[Поставленная задача]
Извлеките из записей все строки, где встречается слово «blue», и перепишите их.

↓

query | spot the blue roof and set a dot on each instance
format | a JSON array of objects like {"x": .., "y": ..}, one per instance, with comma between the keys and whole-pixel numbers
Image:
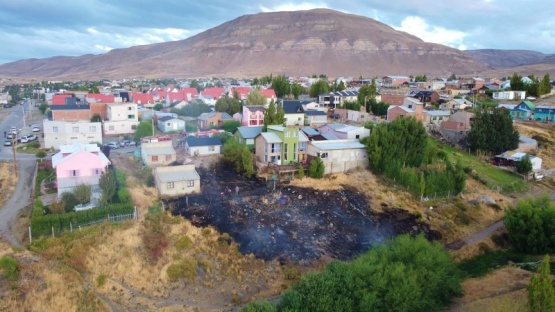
[
  {"x": 249, "y": 132},
  {"x": 194, "y": 141}
]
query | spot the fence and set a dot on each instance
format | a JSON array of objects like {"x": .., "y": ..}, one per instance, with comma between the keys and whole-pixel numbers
[{"x": 112, "y": 219}]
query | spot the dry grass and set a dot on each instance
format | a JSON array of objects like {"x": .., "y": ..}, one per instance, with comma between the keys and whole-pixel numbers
[{"x": 493, "y": 292}]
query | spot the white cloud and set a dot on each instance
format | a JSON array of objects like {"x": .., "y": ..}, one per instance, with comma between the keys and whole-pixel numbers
[
  {"x": 294, "y": 7},
  {"x": 418, "y": 27}
]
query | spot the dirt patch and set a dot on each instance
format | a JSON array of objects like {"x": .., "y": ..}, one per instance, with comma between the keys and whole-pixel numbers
[{"x": 293, "y": 223}]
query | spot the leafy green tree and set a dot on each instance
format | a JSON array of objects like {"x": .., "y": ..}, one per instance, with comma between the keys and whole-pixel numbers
[
  {"x": 107, "y": 184},
  {"x": 531, "y": 225},
  {"x": 541, "y": 296},
  {"x": 256, "y": 97},
  {"x": 280, "y": 86},
  {"x": 83, "y": 193},
  {"x": 524, "y": 166},
  {"x": 247, "y": 163},
  {"x": 319, "y": 87},
  {"x": 144, "y": 129},
  {"x": 316, "y": 168},
  {"x": 493, "y": 131}
]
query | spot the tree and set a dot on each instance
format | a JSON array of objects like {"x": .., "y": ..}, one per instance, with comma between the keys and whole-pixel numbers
[
  {"x": 316, "y": 169},
  {"x": 493, "y": 131},
  {"x": 280, "y": 85},
  {"x": 83, "y": 193},
  {"x": 256, "y": 97},
  {"x": 144, "y": 129},
  {"x": 319, "y": 87},
  {"x": 531, "y": 225},
  {"x": 107, "y": 184},
  {"x": 541, "y": 296},
  {"x": 524, "y": 166}
]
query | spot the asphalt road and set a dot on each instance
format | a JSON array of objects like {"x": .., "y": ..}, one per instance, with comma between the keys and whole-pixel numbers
[{"x": 26, "y": 166}]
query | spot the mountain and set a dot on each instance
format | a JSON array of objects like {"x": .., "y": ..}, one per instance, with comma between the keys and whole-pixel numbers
[
  {"x": 508, "y": 58},
  {"x": 291, "y": 43}
]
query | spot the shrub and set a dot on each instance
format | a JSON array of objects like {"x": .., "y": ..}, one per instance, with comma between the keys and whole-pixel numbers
[
  {"x": 9, "y": 268},
  {"x": 183, "y": 243},
  {"x": 40, "y": 154}
]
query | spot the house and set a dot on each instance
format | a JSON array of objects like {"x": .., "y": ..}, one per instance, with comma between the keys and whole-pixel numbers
[
  {"x": 342, "y": 131},
  {"x": 203, "y": 146},
  {"x": 58, "y": 133},
  {"x": 253, "y": 115},
  {"x": 544, "y": 113},
  {"x": 395, "y": 81},
  {"x": 246, "y": 135},
  {"x": 339, "y": 155},
  {"x": 170, "y": 124},
  {"x": 212, "y": 120},
  {"x": 71, "y": 113},
  {"x": 524, "y": 110},
  {"x": 175, "y": 181},
  {"x": 456, "y": 128},
  {"x": 280, "y": 145},
  {"x": 121, "y": 118},
  {"x": 294, "y": 113},
  {"x": 158, "y": 153},
  {"x": 77, "y": 164}
]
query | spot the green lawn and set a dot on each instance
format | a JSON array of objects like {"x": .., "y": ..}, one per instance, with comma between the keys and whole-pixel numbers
[{"x": 489, "y": 175}]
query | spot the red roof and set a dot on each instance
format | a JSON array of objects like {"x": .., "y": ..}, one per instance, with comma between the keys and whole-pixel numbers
[
  {"x": 60, "y": 99},
  {"x": 101, "y": 98},
  {"x": 213, "y": 92},
  {"x": 269, "y": 93},
  {"x": 142, "y": 98}
]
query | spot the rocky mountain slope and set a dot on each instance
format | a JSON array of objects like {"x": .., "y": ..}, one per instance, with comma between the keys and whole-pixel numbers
[{"x": 290, "y": 43}]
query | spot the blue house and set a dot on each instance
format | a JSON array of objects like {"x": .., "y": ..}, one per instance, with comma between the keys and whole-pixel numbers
[{"x": 544, "y": 113}]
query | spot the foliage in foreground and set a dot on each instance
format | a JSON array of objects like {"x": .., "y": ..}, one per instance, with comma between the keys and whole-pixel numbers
[
  {"x": 405, "y": 274},
  {"x": 531, "y": 225}
]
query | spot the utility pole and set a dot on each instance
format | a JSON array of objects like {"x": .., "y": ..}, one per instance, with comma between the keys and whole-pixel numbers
[{"x": 14, "y": 158}]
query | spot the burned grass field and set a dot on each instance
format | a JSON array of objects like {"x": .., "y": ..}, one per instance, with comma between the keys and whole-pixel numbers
[{"x": 292, "y": 224}]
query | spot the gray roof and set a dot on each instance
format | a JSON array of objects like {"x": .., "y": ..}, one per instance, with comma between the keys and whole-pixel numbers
[
  {"x": 177, "y": 173},
  {"x": 338, "y": 144},
  {"x": 249, "y": 132},
  {"x": 194, "y": 141},
  {"x": 271, "y": 137}
]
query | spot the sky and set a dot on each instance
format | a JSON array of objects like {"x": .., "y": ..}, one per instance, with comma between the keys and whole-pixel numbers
[{"x": 45, "y": 28}]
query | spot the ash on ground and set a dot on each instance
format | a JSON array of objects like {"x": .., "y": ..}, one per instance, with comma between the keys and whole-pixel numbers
[{"x": 291, "y": 223}]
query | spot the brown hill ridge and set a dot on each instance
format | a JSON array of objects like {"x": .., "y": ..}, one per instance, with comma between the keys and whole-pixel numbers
[{"x": 290, "y": 43}]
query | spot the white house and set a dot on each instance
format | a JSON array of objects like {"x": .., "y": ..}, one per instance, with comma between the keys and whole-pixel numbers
[
  {"x": 339, "y": 155},
  {"x": 121, "y": 118},
  {"x": 57, "y": 133}
]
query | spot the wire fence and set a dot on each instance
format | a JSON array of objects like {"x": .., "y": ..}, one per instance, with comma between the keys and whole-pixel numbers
[{"x": 58, "y": 231}]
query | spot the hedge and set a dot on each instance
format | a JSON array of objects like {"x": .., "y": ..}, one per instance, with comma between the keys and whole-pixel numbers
[{"x": 42, "y": 225}]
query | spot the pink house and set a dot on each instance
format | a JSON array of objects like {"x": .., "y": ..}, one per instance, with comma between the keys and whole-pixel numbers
[
  {"x": 253, "y": 116},
  {"x": 79, "y": 164}
]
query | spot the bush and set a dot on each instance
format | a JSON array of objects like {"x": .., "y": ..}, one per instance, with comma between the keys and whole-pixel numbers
[
  {"x": 9, "y": 268},
  {"x": 183, "y": 243},
  {"x": 40, "y": 154}
]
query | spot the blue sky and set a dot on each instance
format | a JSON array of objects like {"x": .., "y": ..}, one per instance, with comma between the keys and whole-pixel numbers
[{"x": 44, "y": 28}]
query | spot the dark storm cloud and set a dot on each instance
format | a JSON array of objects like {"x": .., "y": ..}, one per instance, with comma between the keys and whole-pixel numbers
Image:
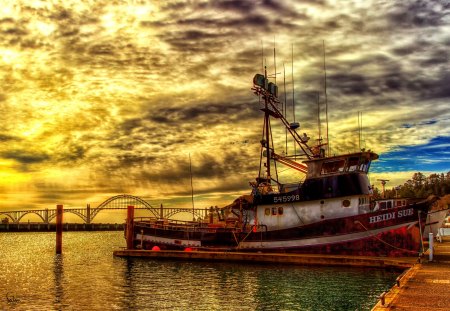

↑

[Результат]
query | spot the blue roof and set a dot on each instance
query | spot the blue house and set a dot on each instance
query | spot the blue sky and set a dot on each instance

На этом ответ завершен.